Start of EXTRACTED MATERIAL

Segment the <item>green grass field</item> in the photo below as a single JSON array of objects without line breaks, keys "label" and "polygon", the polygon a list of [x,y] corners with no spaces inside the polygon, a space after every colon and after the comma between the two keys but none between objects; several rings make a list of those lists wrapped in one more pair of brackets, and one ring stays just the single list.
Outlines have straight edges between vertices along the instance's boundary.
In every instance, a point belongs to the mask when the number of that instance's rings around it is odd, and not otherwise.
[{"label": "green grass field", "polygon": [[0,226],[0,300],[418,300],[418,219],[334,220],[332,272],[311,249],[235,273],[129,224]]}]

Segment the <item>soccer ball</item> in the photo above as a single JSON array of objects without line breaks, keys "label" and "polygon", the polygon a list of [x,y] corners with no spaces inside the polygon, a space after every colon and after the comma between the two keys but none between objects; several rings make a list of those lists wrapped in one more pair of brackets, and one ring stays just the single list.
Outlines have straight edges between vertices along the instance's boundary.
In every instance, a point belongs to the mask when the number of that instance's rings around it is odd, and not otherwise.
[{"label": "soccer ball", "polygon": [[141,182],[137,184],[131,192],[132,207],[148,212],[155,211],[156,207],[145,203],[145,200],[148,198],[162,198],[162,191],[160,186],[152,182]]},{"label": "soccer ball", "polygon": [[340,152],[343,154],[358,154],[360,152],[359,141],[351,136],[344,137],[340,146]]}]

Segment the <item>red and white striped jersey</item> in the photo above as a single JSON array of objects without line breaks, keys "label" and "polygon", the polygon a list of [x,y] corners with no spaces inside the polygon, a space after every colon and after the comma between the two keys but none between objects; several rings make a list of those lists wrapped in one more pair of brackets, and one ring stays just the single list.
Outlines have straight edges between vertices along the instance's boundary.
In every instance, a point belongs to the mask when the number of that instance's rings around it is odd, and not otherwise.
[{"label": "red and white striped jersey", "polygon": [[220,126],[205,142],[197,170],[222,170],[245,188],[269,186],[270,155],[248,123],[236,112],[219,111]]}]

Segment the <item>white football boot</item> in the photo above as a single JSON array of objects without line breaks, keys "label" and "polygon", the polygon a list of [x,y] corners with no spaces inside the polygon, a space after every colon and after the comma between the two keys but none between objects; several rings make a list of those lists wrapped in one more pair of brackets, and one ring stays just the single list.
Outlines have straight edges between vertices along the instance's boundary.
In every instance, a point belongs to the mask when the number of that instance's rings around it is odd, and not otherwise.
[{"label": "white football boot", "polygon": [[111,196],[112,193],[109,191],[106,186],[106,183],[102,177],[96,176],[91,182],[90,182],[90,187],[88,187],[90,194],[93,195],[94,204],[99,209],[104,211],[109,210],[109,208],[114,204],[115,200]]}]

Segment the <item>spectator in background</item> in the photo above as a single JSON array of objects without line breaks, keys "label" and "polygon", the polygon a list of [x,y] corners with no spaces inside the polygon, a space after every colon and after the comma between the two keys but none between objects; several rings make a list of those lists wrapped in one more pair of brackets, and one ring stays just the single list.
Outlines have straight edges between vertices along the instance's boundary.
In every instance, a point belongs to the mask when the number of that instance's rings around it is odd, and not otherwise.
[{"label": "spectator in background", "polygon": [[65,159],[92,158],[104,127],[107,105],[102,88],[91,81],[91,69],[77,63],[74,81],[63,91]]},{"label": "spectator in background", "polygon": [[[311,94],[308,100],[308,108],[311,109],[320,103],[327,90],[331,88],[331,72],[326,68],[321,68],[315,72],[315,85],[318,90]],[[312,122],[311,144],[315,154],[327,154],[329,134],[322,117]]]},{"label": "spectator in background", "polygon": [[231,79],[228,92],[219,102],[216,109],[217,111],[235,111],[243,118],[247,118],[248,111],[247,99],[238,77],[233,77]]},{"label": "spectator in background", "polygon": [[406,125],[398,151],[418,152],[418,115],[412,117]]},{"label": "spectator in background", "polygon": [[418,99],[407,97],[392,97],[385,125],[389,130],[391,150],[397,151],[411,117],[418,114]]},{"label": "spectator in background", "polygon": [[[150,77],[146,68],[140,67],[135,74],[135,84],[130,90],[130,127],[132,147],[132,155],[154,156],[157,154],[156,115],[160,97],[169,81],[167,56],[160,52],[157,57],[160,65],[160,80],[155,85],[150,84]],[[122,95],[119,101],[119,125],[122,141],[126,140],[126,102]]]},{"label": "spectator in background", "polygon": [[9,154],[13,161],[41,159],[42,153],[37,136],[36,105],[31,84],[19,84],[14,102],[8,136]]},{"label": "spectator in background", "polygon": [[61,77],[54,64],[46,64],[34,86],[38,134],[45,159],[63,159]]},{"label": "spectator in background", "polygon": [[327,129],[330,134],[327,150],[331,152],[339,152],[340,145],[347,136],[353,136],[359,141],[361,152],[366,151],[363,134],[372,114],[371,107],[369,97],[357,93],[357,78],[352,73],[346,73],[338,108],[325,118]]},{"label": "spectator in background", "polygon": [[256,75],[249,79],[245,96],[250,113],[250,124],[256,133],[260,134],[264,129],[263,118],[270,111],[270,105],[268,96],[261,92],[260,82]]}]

End of EXTRACTED MATERIAL

▶ _THE TASK_
Transcribe all lines as written.

▶ _SOLVED PROBLEM_
Segment the <item>green grass field</item> in the photo below as a single JSON array of objects without line breaks, keys "label" and "polygon", the polygon a list of [x,y] corners with no spaces inside the polygon, a space after every colon and after the comma between the two keys but none between objects; several rings make a list of those lists wrapped in one more pair of brackets, and one ring stays just the single list.
Outlines have straight edges between vertices along the instance's boundary.
In every instance, a point belongs to the mask when the number of that instance's rings around it is odd, and not otherwise.
[{"label": "green grass field", "polygon": [[0,226],[0,300],[418,300],[418,219],[334,220],[332,272],[311,249],[235,273],[129,224]]}]

Segment the <item>soccer ball</item> in the photo above as a single JSON array of objects without line breaks, keys "label" and "polygon", the polygon a list of [x,y] corners with no spaces inside the polygon, a space after every colon and after the comma between the two keys but none between objects; several rings make a list of those lists wrapped in one more pair of brackets, and one ring stays just the single list.
Outlines have straight edges between vertices along the instance's boundary.
In every instance, a point belongs to the mask when the number of that instance's rings around it is odd, and not otherwise.
[{"label": "soccer ball", "polygon": [[141,182],[137,184],[131,192],[132,207],[148,212],[155,211],[156,207],[145,203],[145,200],[148,198],[162,198],[162,191],[160,186],[152,182]]},{"label": "soccer ball", "polygon": [[340,152],[343,154],[358,154],[360,152],[359,141],[351,136],[344,137],[340,146]]}]

Segment the <item>red and white striped jersey</item> in the photo above as a single JSON array of objects without line breaks, keys "label" and "polygon", the polygon a list of [x,y] corners with no spaces inside the polygon, a space after every colon and after the comma between the two keys but none between objects; several rings make a list of those lists wrapped in one more pair of brackets, and one ring stays just the single list.
Outlines have straight edges between vertices along the instance's boundary.
In every instance, a point belongs to the mask when the number of that instance's rings around it is odd, and not otherwise.
[{"label": "red and white striped jersey", "polygon": [[220,126],[205,142],[197,170],[222,170],[245,188],[269,186],[270,155],[248,123],[236,112],[219,111]]}]

Segment the <item>white football boot</item> in the photo above as a single JSON array of objects without line breaks, keys "label" and "polygon", the polygon a list of [x,y] corners with no spaces inside the polygon, a space after every colon and after the comma between the two keys but none between objects; several rings make a list of those lists wrapped in one more pair of brackets, and one ring stays just the single list.
Outlines have straight edges between vertices along the instance's boundary.
In every instance, a point belongs to the mask when the number of that instance's rings around it is odd, and not otherwise.
[{"label": "white football boot", "polygon": [[111,196],[112,193],[109,191],[106,186],[106,183],[102,177],[96,176],[91,182],[90,182],[90,187],[88,187],[90,194],[93,195],[94,204],[99,209],[104,211],[109,210],[109,208],[114,204],[115,200]]}]

Segment the <item>spectator in background</item> in the photo above as a single JSON array of objects without line breaks, keys "label" and "polygon", the polygon a list of [x,y] corners with no spaces inside the polygon, a space after every colon and after the comma between the two keys but none between objects; several rings make a list of those lists wrapped in one more pair of brackets, and one ring stays just the single list.
Outlines have straight edges between vertices along the instance's boundary.
In every instance, a point belongs to the mask when the number of that instance's rings around it is odd, and not otherwise.
[{"label": "spectator in background", "polygon": [[65,159],[92,158],[104,127],[107,105],[102,88],[91,81],[91,69],[77,63],[74,81],[63,91]]},{"label": "spectator in background", "polygon": [[[311,94],[308,100],[308,108],[311,109],[320,103],[327,90],[331,88],[331,72],[326,68],[321,68],[315,72],[315,85],[318,90]],[[312,122],[311,144],[315,154],[327,154],[329,134],[322,117]]]},{"label": "spectator in background", "polygon": [[231,79],[228,92],[219,102],[216,109],[217,111],[235,111],[243,118],[247,118],[248,111],[247,99],[238,77],[233,77]]},{"label": "spectator in background", "polygon": [[406,125],[398,151],[418,152],[418,115],[412,117]]},{"label": "spectator in background", "polygon": [[418,99],[407,97],[392,97],[385,125],[389,130],[391,150],[397,151],[411,117],[418,114]]},{"label": "spectator in background", "polygon": [[[150,77],[146,68],[140,67],[135,74],[135,84],[130,90],[130,127],[132,147],[132,155],[154,156],[157,154],[156,115],[160,97],[169,81],[167,56],[160,52],[157,57],[160,65],[160,80],[155,85],[150,84]],[[122,95],[119,101],[119,125],[122,141],[126,140],[126,102]]]},{"label": "spectator in background", "polygon": [[9,154],[13,161],[41,159],[42,153],[37,136],[36,105],[31,84],[19,84],[14,102],[8,136]]},{"label": "spectator in background", "polygon": [[61,77],[54,64],[46,64],[34,86],[38,134],[45,159],[63,159]]},{"label": "spectator in background", "polygon": [[327,129],[330,134],[327,150],[331,152],[339,152],[340,145],[347,136],[353,136],[359,141],[361,152],[366,151],[363,134],[372,114],[371,107],[369,97],[357,93],[357,78],[352,73],[346,73],[338,108],[325,118]]},{"label": "spectator in background", "polygon": [[256,75],[249,79],[245,96],[250,113],[250,124],[256,133],[260,134],[264,129],[263,118],[270,111],[270,105],[268,96],[261,92],[260,82]]}]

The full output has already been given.